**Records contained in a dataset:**
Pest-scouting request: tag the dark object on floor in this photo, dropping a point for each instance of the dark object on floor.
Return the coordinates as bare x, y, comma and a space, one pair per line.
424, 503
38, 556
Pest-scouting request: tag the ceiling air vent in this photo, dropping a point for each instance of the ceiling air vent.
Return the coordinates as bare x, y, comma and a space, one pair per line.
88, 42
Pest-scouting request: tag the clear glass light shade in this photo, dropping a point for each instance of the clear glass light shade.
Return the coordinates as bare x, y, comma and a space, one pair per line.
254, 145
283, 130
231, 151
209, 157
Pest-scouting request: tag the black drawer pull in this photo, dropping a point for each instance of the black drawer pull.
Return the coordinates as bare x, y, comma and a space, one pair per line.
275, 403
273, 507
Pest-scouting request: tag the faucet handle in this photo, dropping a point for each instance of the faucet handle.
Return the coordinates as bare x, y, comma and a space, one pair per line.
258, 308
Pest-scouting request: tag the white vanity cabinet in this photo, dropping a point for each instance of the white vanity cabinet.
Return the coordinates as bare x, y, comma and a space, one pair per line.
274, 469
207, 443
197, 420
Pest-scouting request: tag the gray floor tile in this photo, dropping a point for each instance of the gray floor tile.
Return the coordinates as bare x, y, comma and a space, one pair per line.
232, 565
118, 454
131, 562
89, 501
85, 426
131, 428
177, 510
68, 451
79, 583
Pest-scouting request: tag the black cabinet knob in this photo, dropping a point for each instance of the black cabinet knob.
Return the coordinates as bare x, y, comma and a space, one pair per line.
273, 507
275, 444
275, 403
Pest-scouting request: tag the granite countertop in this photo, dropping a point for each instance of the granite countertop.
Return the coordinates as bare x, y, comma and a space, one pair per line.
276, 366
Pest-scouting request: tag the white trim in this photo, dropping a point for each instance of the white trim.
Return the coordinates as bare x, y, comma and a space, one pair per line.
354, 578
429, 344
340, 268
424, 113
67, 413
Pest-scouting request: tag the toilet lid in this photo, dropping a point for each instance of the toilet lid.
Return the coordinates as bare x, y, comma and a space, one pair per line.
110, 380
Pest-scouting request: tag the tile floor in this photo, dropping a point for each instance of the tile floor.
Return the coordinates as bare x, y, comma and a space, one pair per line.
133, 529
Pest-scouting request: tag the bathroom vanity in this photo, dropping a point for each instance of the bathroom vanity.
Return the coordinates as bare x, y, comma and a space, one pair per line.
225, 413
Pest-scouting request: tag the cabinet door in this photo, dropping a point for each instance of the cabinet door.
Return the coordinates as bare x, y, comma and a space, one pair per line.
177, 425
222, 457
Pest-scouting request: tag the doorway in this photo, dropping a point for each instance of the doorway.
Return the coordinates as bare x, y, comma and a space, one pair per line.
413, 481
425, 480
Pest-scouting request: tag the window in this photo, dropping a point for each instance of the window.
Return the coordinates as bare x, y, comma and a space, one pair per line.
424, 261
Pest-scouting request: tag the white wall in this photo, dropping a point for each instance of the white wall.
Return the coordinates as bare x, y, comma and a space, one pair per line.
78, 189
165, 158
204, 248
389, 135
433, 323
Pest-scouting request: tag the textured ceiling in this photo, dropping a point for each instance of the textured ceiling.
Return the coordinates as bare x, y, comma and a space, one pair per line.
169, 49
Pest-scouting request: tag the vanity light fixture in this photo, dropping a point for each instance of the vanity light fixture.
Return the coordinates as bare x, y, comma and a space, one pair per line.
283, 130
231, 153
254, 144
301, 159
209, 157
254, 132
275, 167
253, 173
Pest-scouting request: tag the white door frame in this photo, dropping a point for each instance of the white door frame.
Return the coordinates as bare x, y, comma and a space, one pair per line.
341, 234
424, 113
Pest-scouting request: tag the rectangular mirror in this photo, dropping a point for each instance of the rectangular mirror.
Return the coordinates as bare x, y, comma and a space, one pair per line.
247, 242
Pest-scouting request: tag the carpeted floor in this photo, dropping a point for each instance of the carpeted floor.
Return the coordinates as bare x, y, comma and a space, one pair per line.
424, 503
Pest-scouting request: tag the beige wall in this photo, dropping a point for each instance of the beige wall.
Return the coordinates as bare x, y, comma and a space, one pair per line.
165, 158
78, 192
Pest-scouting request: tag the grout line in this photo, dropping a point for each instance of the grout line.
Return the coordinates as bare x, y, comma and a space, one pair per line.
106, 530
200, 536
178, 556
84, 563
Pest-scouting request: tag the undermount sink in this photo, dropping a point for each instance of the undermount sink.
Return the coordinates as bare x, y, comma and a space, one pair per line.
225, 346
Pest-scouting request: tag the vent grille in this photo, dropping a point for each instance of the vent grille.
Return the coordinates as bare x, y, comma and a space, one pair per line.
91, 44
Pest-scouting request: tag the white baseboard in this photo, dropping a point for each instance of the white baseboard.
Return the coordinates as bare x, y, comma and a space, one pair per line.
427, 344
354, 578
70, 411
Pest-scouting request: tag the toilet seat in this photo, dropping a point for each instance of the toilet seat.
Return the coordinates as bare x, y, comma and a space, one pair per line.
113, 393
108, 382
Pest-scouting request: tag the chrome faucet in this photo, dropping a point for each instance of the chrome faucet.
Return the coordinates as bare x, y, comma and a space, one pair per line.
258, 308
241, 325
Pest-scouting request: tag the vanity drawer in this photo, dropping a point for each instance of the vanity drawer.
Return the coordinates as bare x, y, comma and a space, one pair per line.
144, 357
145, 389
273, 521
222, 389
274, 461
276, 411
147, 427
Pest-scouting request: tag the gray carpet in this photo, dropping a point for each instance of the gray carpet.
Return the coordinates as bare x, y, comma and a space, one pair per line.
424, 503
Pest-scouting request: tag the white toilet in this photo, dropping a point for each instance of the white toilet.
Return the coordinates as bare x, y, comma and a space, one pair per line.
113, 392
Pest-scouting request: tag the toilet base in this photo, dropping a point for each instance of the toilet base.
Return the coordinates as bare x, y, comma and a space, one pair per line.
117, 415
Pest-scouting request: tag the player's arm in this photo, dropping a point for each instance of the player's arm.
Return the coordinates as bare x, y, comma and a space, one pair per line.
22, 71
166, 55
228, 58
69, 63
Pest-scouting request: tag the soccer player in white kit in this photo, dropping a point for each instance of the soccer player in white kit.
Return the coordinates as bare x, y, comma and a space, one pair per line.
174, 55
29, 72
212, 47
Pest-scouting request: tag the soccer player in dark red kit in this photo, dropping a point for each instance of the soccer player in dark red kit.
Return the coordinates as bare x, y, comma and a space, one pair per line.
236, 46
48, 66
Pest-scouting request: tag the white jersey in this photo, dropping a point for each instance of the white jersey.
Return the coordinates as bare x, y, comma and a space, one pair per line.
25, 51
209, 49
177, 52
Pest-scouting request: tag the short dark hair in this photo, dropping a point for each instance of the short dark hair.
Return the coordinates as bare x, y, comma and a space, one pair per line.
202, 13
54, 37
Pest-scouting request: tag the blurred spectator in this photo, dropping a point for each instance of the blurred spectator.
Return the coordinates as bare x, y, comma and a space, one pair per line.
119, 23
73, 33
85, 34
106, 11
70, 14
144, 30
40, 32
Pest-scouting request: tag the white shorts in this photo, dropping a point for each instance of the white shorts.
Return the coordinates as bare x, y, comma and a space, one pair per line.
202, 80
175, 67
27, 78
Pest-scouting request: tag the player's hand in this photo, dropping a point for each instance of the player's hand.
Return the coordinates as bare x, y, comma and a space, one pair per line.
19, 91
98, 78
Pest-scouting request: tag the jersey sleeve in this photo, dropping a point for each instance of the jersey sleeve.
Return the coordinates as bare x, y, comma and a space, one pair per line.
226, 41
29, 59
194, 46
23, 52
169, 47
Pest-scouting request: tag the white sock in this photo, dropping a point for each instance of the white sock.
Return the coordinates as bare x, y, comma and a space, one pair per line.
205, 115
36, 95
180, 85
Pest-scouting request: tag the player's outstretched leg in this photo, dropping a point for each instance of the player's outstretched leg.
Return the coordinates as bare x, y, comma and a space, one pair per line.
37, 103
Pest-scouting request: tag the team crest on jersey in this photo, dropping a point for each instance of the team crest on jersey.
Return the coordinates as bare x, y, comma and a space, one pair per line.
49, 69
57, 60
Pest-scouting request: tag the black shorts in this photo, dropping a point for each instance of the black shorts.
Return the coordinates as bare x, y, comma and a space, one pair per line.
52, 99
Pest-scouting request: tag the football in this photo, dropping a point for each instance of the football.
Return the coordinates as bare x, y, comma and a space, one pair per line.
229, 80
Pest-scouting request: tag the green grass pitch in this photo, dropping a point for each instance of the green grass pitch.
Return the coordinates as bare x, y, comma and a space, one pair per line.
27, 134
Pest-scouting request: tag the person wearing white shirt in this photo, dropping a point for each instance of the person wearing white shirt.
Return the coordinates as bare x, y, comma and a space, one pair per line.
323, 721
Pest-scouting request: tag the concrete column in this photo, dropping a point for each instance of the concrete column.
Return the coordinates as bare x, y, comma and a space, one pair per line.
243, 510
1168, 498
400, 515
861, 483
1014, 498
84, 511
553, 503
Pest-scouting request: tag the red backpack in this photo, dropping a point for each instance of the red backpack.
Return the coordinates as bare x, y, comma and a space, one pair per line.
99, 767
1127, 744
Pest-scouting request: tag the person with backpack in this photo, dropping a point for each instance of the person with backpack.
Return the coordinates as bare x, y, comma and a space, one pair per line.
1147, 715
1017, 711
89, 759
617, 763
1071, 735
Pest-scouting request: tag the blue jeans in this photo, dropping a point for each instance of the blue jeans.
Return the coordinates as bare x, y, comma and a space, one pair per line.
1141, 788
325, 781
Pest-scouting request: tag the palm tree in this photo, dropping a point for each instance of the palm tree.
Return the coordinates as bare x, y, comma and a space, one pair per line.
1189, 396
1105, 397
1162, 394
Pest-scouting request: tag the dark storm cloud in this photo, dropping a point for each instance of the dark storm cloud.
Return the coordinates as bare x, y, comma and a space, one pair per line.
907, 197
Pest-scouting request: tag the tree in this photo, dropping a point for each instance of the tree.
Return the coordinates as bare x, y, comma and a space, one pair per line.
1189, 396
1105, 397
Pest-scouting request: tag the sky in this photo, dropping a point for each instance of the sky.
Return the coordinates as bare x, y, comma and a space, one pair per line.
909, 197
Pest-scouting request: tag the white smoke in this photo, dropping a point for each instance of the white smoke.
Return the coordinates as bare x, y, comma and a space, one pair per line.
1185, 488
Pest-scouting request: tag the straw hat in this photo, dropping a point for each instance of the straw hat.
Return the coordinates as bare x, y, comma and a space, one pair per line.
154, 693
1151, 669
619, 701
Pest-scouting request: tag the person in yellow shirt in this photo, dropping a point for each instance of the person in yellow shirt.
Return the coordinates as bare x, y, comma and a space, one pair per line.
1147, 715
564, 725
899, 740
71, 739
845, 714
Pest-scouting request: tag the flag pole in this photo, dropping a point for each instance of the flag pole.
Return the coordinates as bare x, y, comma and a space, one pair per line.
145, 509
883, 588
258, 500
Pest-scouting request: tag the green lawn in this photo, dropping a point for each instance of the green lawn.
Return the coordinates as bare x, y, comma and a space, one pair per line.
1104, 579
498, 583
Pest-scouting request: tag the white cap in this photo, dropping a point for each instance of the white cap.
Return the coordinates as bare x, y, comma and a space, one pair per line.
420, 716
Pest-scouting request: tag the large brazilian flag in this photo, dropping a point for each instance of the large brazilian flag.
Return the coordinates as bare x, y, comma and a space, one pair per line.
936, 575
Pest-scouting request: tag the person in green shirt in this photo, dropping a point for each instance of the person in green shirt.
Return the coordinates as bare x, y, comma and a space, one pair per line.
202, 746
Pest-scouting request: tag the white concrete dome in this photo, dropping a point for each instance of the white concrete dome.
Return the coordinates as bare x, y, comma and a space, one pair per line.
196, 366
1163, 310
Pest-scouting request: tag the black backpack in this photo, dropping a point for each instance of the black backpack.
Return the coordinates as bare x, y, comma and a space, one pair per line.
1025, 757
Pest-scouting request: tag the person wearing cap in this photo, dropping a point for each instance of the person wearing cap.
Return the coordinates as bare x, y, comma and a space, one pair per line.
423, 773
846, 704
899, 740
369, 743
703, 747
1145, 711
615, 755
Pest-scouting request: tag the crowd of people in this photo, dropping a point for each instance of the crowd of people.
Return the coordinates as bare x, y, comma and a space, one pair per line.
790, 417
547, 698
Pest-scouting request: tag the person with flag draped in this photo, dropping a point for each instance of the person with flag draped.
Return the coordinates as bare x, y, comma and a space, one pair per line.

**Instructions to follow:**
Write out exactly the lines from the line holding "Pest-scouting request: tag the person wearing cap" through the last line of the data, and nothing besides those lines.

**Result for this task:**
Pest-scouting request: tag the person wearing cap in this photo, dropping a point for each instance of the person wearing cap.
Return the coordinates as bare x, y, comma and a space, one pair per line.
423, 773
846, 704
899, 740
369, 743
703, 747
1145, 711
615, 755
Pest-scouting request: tag the crowd of people in this photo, dropping a point for each instance of the crowd of people.
Return the coordinates as bare x, y, comma and a space, one pair per line.
790, 417
547, 698
Pest-scouting request: tag the person with flag draped in this photo, dropping a point for each instance of the person with flag draped.
Return the coordinates as bare x, y, comma and a space, one pair per line.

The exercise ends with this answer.